### SET PROBLEM 1
From the forum thread on raising Holstein heifers, quote everything from "800# Breeding age" down to "at 2# a day.".
### SET PROBLEM 2
Render this sentence from the forum thread on raising Holstein heifers in Spanish: "I believe that the beef market will be back sooner than dairy."

### TEXT EXTRACT
* * *

# Holstein (why not?)



## Roverworks (Sep 25, 2009)

Hello All.

I have a cattle ranch in Southern BC. I run 2 pivots (just installing the second) and some hand lines and have been doing quality horse hay since the cattle market tanked&#8230;An opportunity to raise Holstein heifers has come up and as I know nothing about dairy I thought some of you may. I am curious how this would differ from raising meat cattle? Any changes in infrastructure? How would I calculate what to charge? Would they be fed straight Alfafa or Alfalfa grass mix? Anyone done this switch?







Your thoughts?

Alan


----------



## Mike120 (May 4, 2009)

My understanding is that the dairy business is in the gutter right now and will take some time to crawl back out. One of my neighbors has thinned his herd out considerably because of feeding costs. I believe that the beef market will be back sooner than dairy.


----------



## swmnhay (Jun 13, 2008)

What size hfrs would you be raising?Makes a difference on the quality of hay you would want to feed them.If you want to feed mostly hay here is a simple ration that I've fed.

400-800lbs
Free choice Alf/orchardgrass hay around 18% probably 2nd cutting
4# corn or some sort of grain mix corn/oats,etc
.33# of a forage balancer pellet,I used a R 1200 pellet with Rummenson
You can adjust grain for condition on cattle,DO NOT GET THEM FAT

800# Breeding age to Springer 1250#
Free choice Alf/grass about 16% probably 1st cut
4# corn
.33 balancer pellet
Again adjust grain and quality of hay to keep their rate of gain at 2# a day.
The idea is to get them to grow up not get them fat.

This is only one of many different ways to feed them.With not a lot in equipment.Bale feeder,bunk to feed grain in once a day.

Any more ? fire away.I supply hay to many different hfr feeders and none are exactly the same.


----------



## Jake_NEIA (Dec 19, 2008)

Roverworks said:


> Hello All.
> 
> I have a cattle ranch in Southern BC. I run 2 pivots (just installing the second) and some hand lines and have been doing quality horse hay since the cattle market tanked&#8230;An opportunity to raise Holstein heifers has come up and as I know nothing about dairy I thought some of you may. I am curious how this would differ from raising meat cattle? Any changes in infrastructure? How would I calculate what to charge? Would they be fed straight Alfafa or Alfalfa grass mix? Anyone done this switch?
> 
> ...


Raising dairy heifer differs from feeder cattle because your growing frame on dairy heifers and your growing meat/fat on a feeder. A fat dairy heifer makes a dud of a cow.

Are you buying/selling these heifers or custom raising them on a contract? What age?

Calculating what you charge is just like anything else. Figure your cost of production and a % margin your comfortable with. Most figure this on a per head per day basis. Remember to figure your hay at market value.

Alfalfa and Alfalfa grass mix will work and some grain supplement. The quality you feed depends on the age of the heifers.

* * *

### RECORDED INFORMATION

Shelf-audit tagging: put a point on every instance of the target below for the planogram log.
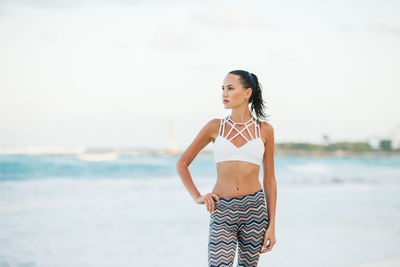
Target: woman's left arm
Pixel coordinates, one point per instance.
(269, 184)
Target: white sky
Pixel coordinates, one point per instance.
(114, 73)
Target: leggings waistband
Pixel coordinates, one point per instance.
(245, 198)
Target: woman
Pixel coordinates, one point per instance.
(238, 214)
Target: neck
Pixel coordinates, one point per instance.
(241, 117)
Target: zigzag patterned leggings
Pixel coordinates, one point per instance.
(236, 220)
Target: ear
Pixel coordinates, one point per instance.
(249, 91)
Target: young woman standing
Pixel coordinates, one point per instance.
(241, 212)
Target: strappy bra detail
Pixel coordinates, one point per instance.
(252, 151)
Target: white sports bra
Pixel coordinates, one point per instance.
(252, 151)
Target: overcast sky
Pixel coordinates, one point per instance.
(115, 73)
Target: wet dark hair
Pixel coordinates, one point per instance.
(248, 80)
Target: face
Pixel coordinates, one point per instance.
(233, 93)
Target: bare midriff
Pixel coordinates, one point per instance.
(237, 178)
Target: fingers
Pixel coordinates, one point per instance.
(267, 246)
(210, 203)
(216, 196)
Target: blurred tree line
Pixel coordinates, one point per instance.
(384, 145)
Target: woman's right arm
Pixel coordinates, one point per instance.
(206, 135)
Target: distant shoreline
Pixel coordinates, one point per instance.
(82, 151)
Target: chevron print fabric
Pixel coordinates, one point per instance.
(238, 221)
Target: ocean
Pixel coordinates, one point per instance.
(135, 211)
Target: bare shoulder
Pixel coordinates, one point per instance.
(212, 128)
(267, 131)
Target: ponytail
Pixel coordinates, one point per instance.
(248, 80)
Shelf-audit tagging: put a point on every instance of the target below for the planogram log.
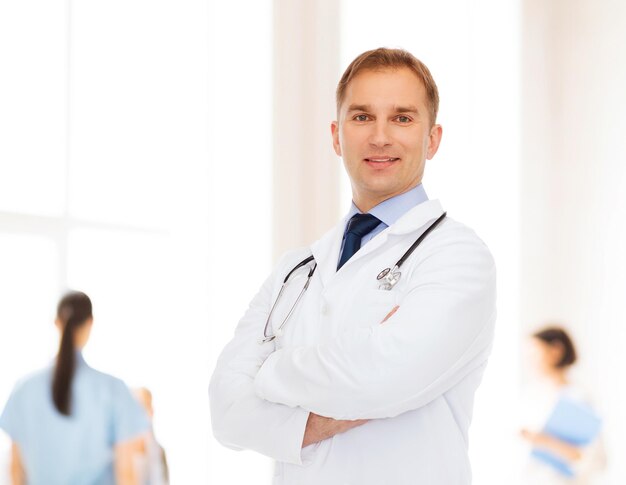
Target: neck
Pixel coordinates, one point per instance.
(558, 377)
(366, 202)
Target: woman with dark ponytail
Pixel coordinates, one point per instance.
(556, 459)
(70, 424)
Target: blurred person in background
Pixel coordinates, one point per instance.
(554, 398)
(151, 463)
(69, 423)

* * *

### ANSWER 1
800# Breeding age to Springer 1250#
Free choice Alf/grass about 16% probably 1st cut
4# corn
.33 balancer pellet
Again adjust grain and quality of hay to keep their rate of gain at 2# a day.

### ANSWER 2
Creo que el mercado de la carne de res se recuperará antes que el de los lácteos.